Region pointing data:
# # # # #

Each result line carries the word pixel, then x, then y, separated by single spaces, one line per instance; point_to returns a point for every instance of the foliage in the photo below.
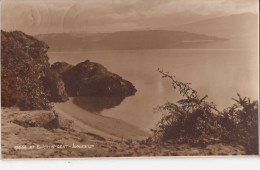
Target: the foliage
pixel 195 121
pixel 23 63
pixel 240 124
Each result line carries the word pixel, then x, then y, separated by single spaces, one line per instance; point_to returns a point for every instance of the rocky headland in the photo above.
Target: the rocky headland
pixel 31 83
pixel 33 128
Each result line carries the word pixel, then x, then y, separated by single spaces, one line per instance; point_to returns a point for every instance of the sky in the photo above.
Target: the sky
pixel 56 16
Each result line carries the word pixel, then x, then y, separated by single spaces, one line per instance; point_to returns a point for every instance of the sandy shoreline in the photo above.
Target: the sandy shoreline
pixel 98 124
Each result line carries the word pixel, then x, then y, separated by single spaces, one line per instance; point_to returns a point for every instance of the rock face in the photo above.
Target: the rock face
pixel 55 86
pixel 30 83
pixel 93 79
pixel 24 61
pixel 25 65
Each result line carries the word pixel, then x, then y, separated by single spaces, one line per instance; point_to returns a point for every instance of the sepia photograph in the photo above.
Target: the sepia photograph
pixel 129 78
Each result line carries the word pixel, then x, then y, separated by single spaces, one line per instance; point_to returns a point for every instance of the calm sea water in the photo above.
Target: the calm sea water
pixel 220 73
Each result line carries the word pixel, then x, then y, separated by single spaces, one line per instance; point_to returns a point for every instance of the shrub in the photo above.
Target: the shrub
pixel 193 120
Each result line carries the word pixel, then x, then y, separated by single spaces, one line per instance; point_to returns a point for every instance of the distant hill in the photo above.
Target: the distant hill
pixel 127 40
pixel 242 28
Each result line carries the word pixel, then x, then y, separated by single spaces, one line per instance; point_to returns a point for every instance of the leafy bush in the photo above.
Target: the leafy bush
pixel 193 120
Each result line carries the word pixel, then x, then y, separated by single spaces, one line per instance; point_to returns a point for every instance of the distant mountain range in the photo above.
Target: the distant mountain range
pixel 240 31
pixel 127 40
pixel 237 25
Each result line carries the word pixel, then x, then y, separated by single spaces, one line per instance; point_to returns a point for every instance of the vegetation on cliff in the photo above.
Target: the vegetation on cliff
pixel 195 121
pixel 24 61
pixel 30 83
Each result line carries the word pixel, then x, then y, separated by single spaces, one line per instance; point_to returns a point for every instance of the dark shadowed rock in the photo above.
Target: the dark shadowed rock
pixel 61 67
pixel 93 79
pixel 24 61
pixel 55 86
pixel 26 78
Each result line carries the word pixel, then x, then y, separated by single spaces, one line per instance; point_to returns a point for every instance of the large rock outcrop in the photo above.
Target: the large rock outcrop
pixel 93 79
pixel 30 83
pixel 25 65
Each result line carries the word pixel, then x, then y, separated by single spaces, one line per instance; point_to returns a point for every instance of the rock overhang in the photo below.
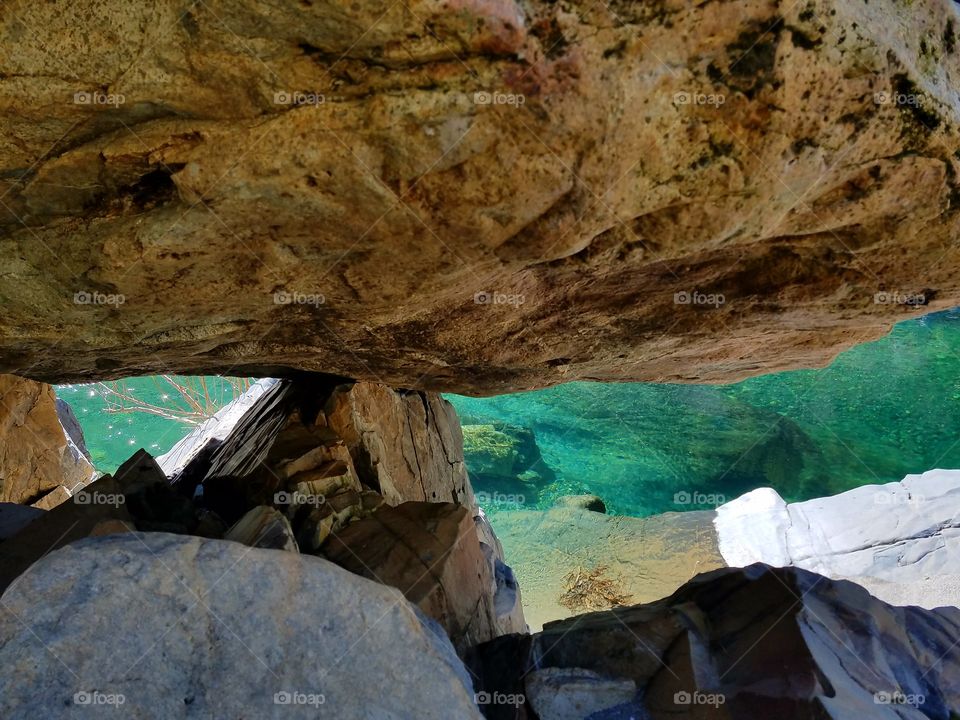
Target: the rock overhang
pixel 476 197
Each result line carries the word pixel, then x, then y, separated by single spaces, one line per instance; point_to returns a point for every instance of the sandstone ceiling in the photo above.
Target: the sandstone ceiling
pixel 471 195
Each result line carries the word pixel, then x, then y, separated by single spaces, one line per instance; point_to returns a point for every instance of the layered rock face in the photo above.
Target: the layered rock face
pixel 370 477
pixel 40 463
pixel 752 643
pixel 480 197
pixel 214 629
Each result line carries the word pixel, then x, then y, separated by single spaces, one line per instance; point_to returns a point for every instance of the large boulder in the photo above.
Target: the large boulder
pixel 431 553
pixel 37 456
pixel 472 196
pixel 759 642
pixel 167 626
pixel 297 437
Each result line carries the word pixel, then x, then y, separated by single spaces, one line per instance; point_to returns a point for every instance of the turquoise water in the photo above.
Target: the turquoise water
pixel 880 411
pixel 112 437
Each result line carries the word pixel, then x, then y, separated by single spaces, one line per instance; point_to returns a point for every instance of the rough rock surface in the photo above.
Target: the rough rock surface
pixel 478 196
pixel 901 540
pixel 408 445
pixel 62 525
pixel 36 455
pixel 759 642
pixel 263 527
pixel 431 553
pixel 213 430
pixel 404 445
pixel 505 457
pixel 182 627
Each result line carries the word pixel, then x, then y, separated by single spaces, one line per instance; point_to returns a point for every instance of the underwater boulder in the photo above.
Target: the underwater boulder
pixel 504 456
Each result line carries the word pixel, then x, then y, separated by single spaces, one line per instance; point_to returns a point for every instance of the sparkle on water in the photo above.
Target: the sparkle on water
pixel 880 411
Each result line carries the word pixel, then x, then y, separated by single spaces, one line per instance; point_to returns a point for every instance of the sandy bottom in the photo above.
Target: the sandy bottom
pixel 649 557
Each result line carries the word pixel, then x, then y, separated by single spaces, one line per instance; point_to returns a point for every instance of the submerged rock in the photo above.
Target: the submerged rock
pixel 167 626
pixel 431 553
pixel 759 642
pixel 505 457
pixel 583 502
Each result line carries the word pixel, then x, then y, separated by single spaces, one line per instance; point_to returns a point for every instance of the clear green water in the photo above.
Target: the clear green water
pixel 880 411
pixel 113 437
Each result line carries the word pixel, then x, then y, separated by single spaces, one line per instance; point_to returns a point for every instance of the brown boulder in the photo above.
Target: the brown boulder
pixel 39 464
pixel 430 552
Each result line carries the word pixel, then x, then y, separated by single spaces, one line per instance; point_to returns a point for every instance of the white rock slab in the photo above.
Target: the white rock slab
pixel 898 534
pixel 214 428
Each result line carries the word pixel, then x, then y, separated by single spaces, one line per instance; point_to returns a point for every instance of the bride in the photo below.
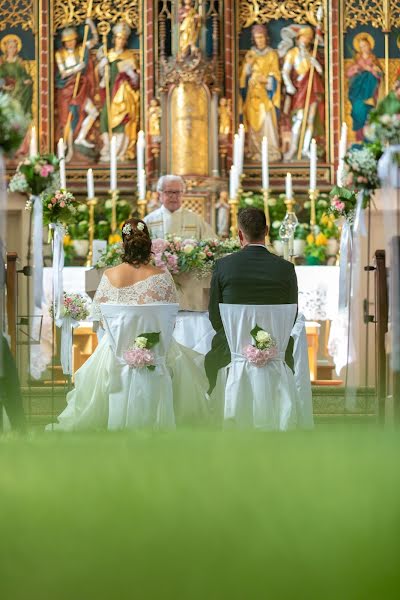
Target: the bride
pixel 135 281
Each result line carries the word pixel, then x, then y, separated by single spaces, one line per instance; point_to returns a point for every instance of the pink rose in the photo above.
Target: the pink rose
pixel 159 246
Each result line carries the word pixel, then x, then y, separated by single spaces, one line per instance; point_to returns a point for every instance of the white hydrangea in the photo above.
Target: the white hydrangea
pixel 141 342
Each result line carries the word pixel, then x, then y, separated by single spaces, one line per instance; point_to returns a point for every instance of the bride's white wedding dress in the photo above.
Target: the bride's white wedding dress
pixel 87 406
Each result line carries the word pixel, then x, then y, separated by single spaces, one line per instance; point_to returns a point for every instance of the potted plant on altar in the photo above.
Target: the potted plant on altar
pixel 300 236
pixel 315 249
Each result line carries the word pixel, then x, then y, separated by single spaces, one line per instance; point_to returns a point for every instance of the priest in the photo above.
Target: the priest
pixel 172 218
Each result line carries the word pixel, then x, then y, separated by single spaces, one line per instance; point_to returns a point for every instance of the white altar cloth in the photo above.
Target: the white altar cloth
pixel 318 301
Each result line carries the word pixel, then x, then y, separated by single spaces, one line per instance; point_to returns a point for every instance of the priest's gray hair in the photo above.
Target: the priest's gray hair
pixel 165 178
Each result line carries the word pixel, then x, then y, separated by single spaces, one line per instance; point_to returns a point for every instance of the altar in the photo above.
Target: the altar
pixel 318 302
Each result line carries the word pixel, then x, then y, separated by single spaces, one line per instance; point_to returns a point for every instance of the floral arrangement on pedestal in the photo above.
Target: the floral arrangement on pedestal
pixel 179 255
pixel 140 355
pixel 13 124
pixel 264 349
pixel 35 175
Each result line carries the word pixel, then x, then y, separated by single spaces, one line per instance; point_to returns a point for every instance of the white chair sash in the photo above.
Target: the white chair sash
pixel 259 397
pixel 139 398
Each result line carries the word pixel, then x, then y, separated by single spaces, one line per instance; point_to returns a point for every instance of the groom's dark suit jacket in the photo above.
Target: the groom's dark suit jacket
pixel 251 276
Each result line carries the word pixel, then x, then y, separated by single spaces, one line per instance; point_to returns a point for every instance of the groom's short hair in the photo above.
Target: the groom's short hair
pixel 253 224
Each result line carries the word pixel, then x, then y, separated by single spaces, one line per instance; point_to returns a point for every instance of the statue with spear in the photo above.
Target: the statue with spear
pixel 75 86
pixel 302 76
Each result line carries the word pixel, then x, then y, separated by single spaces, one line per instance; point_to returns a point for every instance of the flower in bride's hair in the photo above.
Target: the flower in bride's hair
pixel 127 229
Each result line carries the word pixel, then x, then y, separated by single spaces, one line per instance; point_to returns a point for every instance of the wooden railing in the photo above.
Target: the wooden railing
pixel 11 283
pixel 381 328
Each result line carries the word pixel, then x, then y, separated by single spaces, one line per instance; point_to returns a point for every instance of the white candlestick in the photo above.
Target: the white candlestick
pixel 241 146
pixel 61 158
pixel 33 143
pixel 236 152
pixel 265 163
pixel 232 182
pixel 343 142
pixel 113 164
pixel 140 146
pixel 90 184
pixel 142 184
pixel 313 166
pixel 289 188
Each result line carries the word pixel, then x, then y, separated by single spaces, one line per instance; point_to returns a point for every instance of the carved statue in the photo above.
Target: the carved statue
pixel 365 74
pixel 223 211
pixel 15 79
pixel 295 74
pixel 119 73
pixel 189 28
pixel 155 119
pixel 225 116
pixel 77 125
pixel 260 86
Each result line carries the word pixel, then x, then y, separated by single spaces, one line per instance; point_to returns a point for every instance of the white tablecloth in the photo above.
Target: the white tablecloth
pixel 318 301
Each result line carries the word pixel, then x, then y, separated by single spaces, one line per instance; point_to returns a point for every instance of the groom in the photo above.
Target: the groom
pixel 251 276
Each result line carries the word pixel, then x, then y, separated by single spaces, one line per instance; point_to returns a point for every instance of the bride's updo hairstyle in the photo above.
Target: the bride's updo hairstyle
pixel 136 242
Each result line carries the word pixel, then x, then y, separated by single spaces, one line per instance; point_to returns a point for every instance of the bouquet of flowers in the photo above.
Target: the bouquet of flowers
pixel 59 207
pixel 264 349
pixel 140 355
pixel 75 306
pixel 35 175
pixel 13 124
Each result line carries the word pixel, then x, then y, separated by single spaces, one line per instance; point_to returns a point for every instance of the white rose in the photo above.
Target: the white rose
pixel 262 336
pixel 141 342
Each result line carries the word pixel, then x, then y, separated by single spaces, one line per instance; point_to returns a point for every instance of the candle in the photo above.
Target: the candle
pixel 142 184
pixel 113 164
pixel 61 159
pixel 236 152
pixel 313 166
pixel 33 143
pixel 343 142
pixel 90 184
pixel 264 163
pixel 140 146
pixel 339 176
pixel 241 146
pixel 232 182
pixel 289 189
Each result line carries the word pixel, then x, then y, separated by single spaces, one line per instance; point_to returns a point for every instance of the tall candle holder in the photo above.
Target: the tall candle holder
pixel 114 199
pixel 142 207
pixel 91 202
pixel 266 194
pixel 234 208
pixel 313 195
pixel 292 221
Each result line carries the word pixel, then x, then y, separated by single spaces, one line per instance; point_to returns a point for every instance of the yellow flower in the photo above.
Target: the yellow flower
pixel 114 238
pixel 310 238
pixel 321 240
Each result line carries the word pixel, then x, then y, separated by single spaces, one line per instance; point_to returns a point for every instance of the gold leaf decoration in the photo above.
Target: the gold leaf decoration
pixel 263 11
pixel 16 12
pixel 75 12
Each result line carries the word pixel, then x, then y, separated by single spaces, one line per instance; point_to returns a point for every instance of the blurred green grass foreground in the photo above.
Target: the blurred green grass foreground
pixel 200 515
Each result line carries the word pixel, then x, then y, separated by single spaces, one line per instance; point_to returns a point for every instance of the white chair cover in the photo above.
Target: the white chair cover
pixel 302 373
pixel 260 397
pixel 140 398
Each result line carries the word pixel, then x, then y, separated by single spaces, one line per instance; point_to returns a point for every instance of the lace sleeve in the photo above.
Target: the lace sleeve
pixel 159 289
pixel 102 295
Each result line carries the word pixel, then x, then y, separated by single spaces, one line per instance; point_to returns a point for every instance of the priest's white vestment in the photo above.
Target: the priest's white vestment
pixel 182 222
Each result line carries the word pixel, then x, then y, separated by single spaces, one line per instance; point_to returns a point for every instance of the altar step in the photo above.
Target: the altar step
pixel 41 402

# # # # #

#### [Exercise]
Set down, unchanged, only those lines above that fall between the line with "Target: the sandstone ceiling" and the line with "surface in the photo above.", the two end lines included.

#### [Response for this exercise]
Target: the sandstone ceiling
pixel 471 195
Each result line carries the word pixel, then x, then y, separated by single spaces, one line per instance; point_to returns a point for every instance of the layered rock face in the photo above.
Target: the layered rock face
pixel 370 477
pixel 40 463
pixel 752 643
pixel 480 197
pixel 214 629
Each result line carries the word pixel, then x, then y, separated by single spaces, one line per instance; point_to returns a point for every instance of the large boulder in the photo above.
Target: the large boulder
pixel 431 553
pixel 37 456
pixel 472 196
pixel 759 642
pixel 167 626
pixel 297 437
Each result line carries the word pixel, then x, then y, separated by single spaces, one line per instance; point_to returns a point for every instance of the turquoise water in the photo above.
Target: the turquoise water
pixel 880 411
pixel 112 437
Each result line carries the word pixel, then x, then y, separated by single spaces, one line per instance; point_to returns a point for every instance of the rough rock surface in the photo above.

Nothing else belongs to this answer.